• WHAT YOU HAVE TO DO:
Each record below must be returned exactly as shown.

-- start INFORMATION GIVEN --

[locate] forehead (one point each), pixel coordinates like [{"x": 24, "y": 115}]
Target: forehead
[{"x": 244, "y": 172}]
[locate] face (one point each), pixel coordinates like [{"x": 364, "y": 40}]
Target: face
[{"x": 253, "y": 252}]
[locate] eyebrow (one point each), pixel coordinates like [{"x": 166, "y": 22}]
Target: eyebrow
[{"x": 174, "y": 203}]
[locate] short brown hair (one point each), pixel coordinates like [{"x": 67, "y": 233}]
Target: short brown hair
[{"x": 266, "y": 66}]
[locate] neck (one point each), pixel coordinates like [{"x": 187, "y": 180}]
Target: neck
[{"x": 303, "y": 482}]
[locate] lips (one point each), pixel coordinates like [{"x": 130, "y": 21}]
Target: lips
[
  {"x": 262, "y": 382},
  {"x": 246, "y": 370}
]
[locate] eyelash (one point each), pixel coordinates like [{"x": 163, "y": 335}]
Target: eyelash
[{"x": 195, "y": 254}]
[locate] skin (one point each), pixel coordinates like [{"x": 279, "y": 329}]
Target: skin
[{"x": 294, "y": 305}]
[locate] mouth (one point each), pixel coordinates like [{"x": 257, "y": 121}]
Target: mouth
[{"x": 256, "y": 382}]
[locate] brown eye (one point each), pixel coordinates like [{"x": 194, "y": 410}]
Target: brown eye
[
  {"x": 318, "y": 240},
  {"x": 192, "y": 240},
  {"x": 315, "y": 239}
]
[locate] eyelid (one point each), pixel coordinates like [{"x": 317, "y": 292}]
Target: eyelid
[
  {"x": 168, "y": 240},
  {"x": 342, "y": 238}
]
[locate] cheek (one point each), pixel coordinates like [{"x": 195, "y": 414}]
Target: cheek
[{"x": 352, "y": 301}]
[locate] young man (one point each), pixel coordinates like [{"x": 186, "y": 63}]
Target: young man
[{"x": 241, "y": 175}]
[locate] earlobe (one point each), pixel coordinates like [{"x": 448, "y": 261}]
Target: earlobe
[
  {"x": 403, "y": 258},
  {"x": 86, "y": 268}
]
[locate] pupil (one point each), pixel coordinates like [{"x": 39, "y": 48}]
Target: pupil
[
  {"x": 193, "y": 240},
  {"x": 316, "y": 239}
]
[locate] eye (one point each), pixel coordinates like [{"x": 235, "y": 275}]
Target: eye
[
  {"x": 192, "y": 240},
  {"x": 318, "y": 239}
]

-- end INFORMATION GIVEN --

• OUTPUT FOR THIS TASK:
[locate] forehead (one point each), pixel coordinates like [{"x": 24, "y": 115}]
Target: forehead
[{"x": 244, "y": 172}]
[locate] face (one point each), pixel coordinates like [{"x": 364, "y": 40}]
Target: face
[{"x": 253, "y": 252}]
[locate] eyebrow (one point each), pixel coordinates like [{"x": 166, "y": 22}]
Target: eyebrow
[{"x": 174, "y": 203}]
[locate] short brown hair (one point each), pixel coordinates like [{"x": 67, "y": 233}]
Target: short brown hair
[{"x": 266, "y": 66}]
[locate] neck (one point each), pixel coordinates like [{"x": 187, "y": 180}]
Target: neck
[{"x": 303, "y": 482}]
[locate] lips (one point each), pixel coordinates like [{"x": 130, "y": 21}]
Target: lips
[
  {"x": 262, "y": 382},
  {"x": 246, "y": 370}
]
[locate] eyelash (one point each), pixel coordinates like [{"x": 163, "y": 335}]
Target: eyelash
[{"x": 195, "y": 254}]
[locate] skin (one point each), pixel coordinates like [{"x": 279, "y": 329}]
Target: skin
[{"x": 294, "y": 305}]
[locate] mouth (one point each), pixel coordinates like [{"x": 257, "y": 121}]
Target: mouth
[{"x": 256, "y": 382}]
[locate] brown eye (one point each), pixel coordinates like [{"x": 194, "y": 410}]
Target: brown eye
[
  {"x": 318, "y": 240},
  {"x": 192, "y": 240},
  {"x": 315, "y": 239}
]
[locate] eyelid (one point each), pixel coordinates like [{"x": 317, "y": 292}]
Target: eyelid
[
  {"x": 168, "y": 240},
  {"x": 342, "y": 238}
]
[locate] cheek (one point each), pixel coordinates like [{"x": 195, "y": 414}]
Target: cheek
[{"x": 352, "y": 301}]
[locate] young man (one point each), pixel coordinates like [{"x": 186, "y": 63}]
Target: young man
[{"x": 241, "y": 175}]
[locate] earlobe (one point each), pixel coordinates like [{"x": 448, "y": 261}]
Target: earlobe
[
  {"x": 403, "y": 258},
  {"x": 86, "y": 268}
]
[locate] pupil (one point each), pixel coordinates like [{"x": 39, "y": 48}]
Target: pupil
[
  {"x": 193, "y": 240},
  {"x": 316, "y": 239}
]
[locate] eye (one point each), pixel coordinates like [{"x": 235, "y": 275}]
Target: eye
[
  {"x": 192, "y": 240},
  {"x": 318, "y": 239}
]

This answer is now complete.